- Required work: Show each row below that contains the string "dark", copied in full.

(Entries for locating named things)
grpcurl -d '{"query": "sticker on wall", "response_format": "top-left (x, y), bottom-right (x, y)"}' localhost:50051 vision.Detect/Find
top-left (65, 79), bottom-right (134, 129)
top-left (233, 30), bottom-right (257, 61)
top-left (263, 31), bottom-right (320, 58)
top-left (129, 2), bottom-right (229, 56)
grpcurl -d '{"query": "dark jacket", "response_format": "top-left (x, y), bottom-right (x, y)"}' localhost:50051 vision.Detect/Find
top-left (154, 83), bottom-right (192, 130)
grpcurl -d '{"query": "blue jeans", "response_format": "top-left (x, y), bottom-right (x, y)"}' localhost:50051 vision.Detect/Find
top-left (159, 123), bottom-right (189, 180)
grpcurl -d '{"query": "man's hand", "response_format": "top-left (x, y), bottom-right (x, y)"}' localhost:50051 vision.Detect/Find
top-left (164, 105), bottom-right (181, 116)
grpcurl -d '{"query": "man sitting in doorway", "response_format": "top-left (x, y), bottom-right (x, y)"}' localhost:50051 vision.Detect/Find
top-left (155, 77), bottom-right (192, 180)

* * *

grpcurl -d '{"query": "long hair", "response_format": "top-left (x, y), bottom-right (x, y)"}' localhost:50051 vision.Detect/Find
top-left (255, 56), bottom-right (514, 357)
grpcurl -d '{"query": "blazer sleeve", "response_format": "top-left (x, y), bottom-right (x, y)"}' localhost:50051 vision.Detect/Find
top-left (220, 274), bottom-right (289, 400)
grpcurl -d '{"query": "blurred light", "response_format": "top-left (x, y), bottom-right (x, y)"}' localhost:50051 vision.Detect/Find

* * *

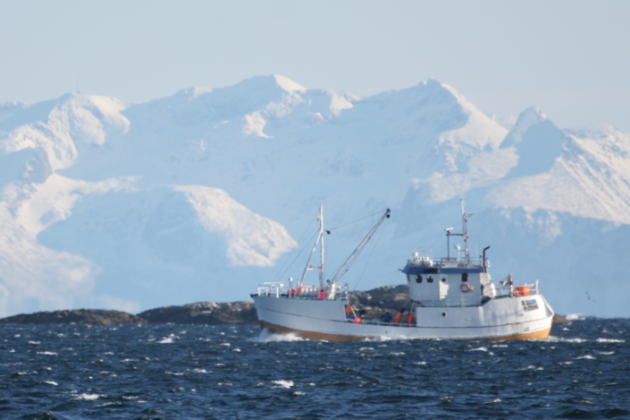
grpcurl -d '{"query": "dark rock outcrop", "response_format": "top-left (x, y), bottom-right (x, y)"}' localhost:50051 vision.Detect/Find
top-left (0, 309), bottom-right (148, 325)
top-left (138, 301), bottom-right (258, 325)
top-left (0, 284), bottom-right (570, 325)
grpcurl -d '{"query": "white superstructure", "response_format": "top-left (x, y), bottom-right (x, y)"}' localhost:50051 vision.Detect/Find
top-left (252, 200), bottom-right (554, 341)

- Written response:
grpcurl -d '{"query": "dark jacket", "response_format": "top-left (x, y), bottom-right (x, y)"}' localhost:50051 vision.Detect/Find
grpcurl -d '{"query": "dark rock outcrop", "response_format": "top-left (x, y), bottom-right (x, y)"}' localhost:50051 vision.Detect/Find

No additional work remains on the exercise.